▸ **Stated exercise A**
Please count the lines of the records that contain the word "rail", and give only that number.

▸ **Extracted text**
22 Jul 2006

Corporate Planet

Well why post this? The fact that the US economy is fuelled by military Keynesianism, by that fact that military spending creates profit is one of the reasons for war in the Middle East.

Blair is another reason, corporate government.

I am amazed by how many Ayn Rand fans one finds on the net, I always thought she was a fictional character....markets are never free.

This is from Babylon, its taken from the chapter looking critically at David Korten's ideas.....would value your feedback on how we change this, order Babylon from your library and spread the word....

See you on the Embankment at 11.30


Global government inc
Korten suggests that modern corporations are the ‘dominant governance institution on the planet’ (1999: 60). The Bush junior cabinet of 2000-2004 was, for example, staffed by key corporate figures. Andrew Card, Chief of Staff, was a former chief lobbyist for General Motors; as head of the American Automobile Manufactures Association, he led their $25 million campaign against stricter fuel emissions standards and the Kyoto Protocol on global warming. GM threw a lavish rooftop party when he joined the Bush administration. Gale Norton, Secretary of the Interior, the department in charge of parks and other public lands, was a former oil lobbyist. She headed the Coalition of Republican Environmental Advocates, a group funded by Ford and BP Amoco, which advocated abolishing the Endangered Species Act (Mensler/Corp Watch). Condolezza Rice, National Security Advisor, sat on the boards of Charles Schwab, Transamerican Corp and Chevron. Chevron christened a 130,000 oil tanker after her. Corporate influence is part of the two party system with firms often donating to both parties, Gore’s Presidential bid against Bush was bankrolled largely by law firms. The 2004 Democratic Presidential candidate John Kerry is notoriously corporate friendly. For example, he used his position on the Senate Finance Subcommittee to support the merger of Fleet Boston Financial with the Bank of America. Fleet has consistently funded his congressional campaigns. The merger, which led to the loss of 2,500 jobs, was strongly opposed by local activists in New England.
In the UK, despite election spending limits, the governing party is usually linked to business interest. Mrs Thatcher was so supportive of McDonalds that she opened their UK headquarters in her parliamentary constituency of Finchley in North London. Her powerful press secretary Bernard Ingham went on to work for the corporation as their head of public relation. John Major’s Conservative government of 1992-97 was discredited by corporate based scandals involving Cabinet Ministers and ‘backbench’ Members of Parliament who took cash to ask parliamentary questions on behalf of business. Tony Blair’s governments have also been mired in allegations of corruption. Labour Party funding has increasingly come from transnationals. Prior to his 1997 General Election victory Blair was flown to a special tropical resort conference by the news magnate Rupert Murdoch. Best known for the genial Simpsons, the Murdoch empire also produces such pro-corporate staples as Fox TV and the Sun newspaper. The Murdoch press shifted support from the Conservatives to Labour. The Blair government has since reformed competition and media legislation in ways that benefit Murdoch’s News International. After Formula One racing boss Bernie Ecclestone gave large donations to the party, Labour allowed tobacco sponsorship for the sport to continue (Dunleavy et al 2000: 365).

▸ **Stated exercise B**
Extract the part of the post on corporate government above that opens with the words "22 Jul 2006" and closes with "are never free.", copying it without any change.

▸ **Given records**
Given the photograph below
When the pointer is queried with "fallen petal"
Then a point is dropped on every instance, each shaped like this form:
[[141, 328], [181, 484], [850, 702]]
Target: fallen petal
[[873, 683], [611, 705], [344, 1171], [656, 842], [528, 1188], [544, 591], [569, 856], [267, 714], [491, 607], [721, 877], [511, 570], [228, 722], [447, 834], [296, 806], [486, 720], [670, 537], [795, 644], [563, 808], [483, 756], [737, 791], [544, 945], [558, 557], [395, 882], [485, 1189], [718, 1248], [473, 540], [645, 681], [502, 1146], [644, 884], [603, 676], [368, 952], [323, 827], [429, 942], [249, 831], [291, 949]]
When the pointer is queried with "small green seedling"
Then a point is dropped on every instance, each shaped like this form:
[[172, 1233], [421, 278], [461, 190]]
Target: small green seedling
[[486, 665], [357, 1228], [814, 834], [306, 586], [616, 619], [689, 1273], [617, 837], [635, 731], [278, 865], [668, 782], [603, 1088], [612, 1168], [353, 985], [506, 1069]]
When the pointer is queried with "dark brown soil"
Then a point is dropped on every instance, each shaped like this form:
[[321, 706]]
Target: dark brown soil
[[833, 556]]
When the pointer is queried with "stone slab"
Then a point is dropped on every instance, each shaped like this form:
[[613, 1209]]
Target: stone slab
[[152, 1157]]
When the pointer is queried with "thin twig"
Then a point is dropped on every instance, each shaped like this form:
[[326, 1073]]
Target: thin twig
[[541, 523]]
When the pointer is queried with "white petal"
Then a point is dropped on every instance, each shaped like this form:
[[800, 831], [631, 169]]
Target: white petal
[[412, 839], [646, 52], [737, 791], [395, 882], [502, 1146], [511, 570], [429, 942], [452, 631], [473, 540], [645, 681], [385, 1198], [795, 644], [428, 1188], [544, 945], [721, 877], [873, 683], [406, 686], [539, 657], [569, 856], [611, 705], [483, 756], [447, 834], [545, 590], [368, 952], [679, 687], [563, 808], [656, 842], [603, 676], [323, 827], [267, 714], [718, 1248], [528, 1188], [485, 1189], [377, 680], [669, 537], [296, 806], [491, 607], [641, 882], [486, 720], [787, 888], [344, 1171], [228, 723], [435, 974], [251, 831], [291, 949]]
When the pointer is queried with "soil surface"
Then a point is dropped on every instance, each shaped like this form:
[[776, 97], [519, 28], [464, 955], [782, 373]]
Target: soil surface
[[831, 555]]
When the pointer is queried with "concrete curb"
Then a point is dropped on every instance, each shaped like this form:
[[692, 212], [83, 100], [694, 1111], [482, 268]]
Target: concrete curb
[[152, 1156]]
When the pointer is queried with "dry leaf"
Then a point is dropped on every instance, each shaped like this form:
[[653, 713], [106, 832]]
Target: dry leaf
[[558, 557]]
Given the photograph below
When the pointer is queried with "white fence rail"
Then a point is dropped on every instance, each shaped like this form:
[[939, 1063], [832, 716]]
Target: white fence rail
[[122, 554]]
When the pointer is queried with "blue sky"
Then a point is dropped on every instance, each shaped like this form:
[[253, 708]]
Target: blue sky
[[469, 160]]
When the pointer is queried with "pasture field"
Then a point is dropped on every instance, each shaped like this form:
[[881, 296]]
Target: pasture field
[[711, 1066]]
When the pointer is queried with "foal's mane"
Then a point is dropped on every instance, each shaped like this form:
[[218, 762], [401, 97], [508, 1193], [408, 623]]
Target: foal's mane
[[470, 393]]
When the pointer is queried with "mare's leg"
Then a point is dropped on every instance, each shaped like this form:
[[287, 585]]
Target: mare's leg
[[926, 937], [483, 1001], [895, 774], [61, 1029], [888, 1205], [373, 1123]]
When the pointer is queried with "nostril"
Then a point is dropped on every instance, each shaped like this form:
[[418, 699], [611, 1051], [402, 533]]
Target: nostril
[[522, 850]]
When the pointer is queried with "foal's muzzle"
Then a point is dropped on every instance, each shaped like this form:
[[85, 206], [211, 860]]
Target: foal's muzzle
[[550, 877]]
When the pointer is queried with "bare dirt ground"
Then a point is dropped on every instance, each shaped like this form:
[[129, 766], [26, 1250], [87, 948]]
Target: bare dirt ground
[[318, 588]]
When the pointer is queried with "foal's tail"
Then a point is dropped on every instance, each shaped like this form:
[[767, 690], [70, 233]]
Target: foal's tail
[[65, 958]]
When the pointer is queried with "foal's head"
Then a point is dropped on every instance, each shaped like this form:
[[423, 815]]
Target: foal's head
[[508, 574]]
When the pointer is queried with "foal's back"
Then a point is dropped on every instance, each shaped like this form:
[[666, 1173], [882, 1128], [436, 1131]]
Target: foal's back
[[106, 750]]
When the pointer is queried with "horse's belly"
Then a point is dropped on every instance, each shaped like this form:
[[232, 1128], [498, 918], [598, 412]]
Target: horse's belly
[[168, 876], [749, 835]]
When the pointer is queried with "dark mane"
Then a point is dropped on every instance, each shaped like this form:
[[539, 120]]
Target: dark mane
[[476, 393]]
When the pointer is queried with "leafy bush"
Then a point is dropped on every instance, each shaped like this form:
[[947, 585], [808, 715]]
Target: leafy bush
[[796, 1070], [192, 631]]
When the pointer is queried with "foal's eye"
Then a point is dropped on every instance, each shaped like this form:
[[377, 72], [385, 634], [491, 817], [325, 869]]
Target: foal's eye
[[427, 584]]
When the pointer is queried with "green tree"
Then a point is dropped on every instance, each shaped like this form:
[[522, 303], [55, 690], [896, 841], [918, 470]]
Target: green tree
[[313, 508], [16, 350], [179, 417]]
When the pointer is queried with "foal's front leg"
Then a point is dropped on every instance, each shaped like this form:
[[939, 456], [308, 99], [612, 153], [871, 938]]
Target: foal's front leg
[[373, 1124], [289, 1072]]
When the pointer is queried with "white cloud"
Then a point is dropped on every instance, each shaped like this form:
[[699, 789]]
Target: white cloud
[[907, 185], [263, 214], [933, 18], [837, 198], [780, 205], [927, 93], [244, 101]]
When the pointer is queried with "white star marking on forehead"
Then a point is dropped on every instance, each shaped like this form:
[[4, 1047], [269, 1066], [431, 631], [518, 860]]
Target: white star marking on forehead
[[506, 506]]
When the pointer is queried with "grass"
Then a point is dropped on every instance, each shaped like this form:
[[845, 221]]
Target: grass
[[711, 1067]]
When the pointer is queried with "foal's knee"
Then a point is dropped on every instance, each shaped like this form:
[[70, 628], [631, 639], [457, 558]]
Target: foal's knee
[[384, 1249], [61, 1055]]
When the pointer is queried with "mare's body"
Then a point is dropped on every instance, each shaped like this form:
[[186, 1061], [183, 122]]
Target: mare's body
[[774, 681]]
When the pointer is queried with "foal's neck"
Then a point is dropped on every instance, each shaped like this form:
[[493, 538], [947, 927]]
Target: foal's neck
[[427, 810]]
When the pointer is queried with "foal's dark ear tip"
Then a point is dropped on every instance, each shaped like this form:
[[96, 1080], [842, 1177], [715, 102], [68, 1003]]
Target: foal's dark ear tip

▸ **Final answer A**
2

▸ **Final answer B**
22 Jul 2006

Corporate Planet

Well why post this? The fact that the US economy is fuelled by military Keynesianism, by that fact that military spending creates profit is one of the reasons for war in the Middle East.

Blair is another reason, corporate government.

I am amazed by how many Ayn Rand fans one finds on the net, I always thought she was a fictional character....markets are never free.